Kamis, 29 Mei 2014

PERFILMAN II
Mari kita simak pengertian film yang tercantum dalam Undang Undang RI Nomor 33 Tahun 2009, tentang Perfilman, yaitu pada Bab I, Ketentuan Umum, Pasal 1, ayat 1. Dipermaklumkan, film adalah karya seni budaya yang merupakan pranata sosial dan media komunikasi massa yang dibuat berdasarkan kaidah sinematografi dengan atau tanpa suara dan dapat dipertunjukkan.
Secara ilmiah memang film dapat dikategorikan sebagai media komunikasi, karena dalam film terdapat elemen yang saling melengkapi dan itu merupakan suatu komunikasi. Dalam film ada komunikatornya, ada pesannya dan ada pula yang melihat atau audiencenya. ketika film sebagai barang mati, artinya dalam bentuk phisik tidak diproyeksikan atau tidak diputar, maka film tidak ada artinya sebagai bentuk komunikasi. tetapi ketika film diputur atau diproyeksikan, maka makna makna yang ada dalam film dapat dicerna oleh penonton. Oleh karena itu terjadilah proses komunikasi antara produser sebagai komunikator, ada pesan yang disampaikan dalam bentuk gambar bergerak dan bersuara, serta komunikan yaitu mereka yang menonton film tersebut. Maka terjadilah interaksi yang pesan peesan dalam bentuk gambar dan suara itu dapat dimengerti oleh penonton selaku komunikan.
Dan dalam Undang Undang RI, tentang perfilman seperti tertera diatas, juga melansir bahwa, film itu sebagai komunikasi massa merupakan sarana pencerdasan kehidupan, pengembangan potensi diri, pembianaan akhlak mulia, pemajuan kesejahteraan masyarakat, serta wahana promosi Indonesia di dunia internasional, sehingga film dan perfilman Indonesia perlu dikembangkan dan dilindungi.

********

### YANG DIKERJAKAN:
- 1) Tentukan apakah setiap pernyataan berikut sesuai dengan teks perfilman. Jawab ya atau tidak, lalu kutip secara persis kata-kata dalam teks yang menentukan jawaban itu. (a) Film yang tidak diputar tetap bermakna sebagai bentuk komunikasi. (b) Pengertian film tercantum dalam Pasal 1, ayat 1 undang-undang tersebut. (c) Produser berperan sebagai komunikator.
- 2) Teruskan teks perfilman dengan satu paragraf baru yang dimulai setelah kalimat terakhirnya.
Baris-baris yang ditampilkan merupakan bahan tersendiri, terpisah dari teks perfilman.

********

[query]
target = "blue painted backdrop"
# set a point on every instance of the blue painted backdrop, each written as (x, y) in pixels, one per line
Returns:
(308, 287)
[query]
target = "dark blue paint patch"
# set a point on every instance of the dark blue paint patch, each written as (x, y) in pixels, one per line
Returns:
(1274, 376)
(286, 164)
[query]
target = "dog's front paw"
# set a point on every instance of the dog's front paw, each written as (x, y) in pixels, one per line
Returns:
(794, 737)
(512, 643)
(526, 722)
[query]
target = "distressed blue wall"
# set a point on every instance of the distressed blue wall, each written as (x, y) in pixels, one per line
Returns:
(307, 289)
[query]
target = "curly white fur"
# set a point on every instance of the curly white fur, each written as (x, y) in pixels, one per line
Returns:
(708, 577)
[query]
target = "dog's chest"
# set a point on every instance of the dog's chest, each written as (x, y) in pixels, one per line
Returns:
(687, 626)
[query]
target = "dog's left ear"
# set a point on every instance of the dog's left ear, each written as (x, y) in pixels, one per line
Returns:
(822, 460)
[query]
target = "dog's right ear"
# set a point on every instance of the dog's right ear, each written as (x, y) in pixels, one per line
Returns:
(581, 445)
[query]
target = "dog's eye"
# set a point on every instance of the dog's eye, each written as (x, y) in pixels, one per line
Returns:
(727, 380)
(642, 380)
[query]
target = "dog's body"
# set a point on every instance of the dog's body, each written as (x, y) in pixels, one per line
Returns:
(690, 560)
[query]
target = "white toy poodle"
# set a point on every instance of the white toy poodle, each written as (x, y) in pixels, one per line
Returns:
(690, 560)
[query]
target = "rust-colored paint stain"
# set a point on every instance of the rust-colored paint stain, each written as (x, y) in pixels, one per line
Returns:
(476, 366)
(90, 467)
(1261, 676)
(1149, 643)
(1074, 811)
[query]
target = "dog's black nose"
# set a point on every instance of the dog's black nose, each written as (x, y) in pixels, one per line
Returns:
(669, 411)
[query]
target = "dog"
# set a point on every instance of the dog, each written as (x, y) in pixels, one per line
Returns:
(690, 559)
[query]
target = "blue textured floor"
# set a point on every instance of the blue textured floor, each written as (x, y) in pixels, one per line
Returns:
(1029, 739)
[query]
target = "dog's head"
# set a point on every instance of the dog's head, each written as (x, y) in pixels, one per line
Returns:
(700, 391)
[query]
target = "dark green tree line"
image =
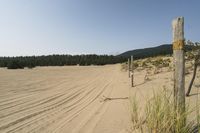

********

### JAWABAN:
- 1)
(a) Tidak: "maka film tidak ada artinya sebagai bentuk komunikasi"
(b) Ya: "pada Bab I, Ketentuan Umum, Pasal 1, ayat 1"
(c) Ya: "produser sebagai komunikator"

- 2)
Memang komunikasi, apalagi dalam komunikasi massa, film yang ditonton oleh orang banyak secara bersama sama, dapat memberikan pengaruh yang luar biasa. Karena pesan yang disampaikan adalah dalam bentuk gambar bergerak serta bersuara. dimana gambar gambar yang disajikan adalah merupakan bukan sembarang gambar, tetapi merupakan gambar gambar yang telah dipilih sesuai dengan tujuan pembuatan film bersangkutan. Demikian pula dengan suara yang sampai kepada penonton, juga bukan suara sembarang suara, tetapi suara suara yang telah dipilih secara cermat yang disesuaikan dengan tujuan pembuatan film. Maka film dapat berpengaruh kepada siapapun yang menontonnya. baik itu pengaruh yang sifatnya positif maupun pengaruh yang sifatnya negatif. itulah sebabnya pemerintah menyadari, film perlu diatur dan diberikan koridor, dengan harapan pengaruh yang timbul ke masyarakat dapat diminimalisir negatifnya dan diperbanyak pengaruh positifnya. Pengaruh komunikasi apalagi komunikasi massa memang luar biasa. (Budi Sampurno,IPJT,Makskom)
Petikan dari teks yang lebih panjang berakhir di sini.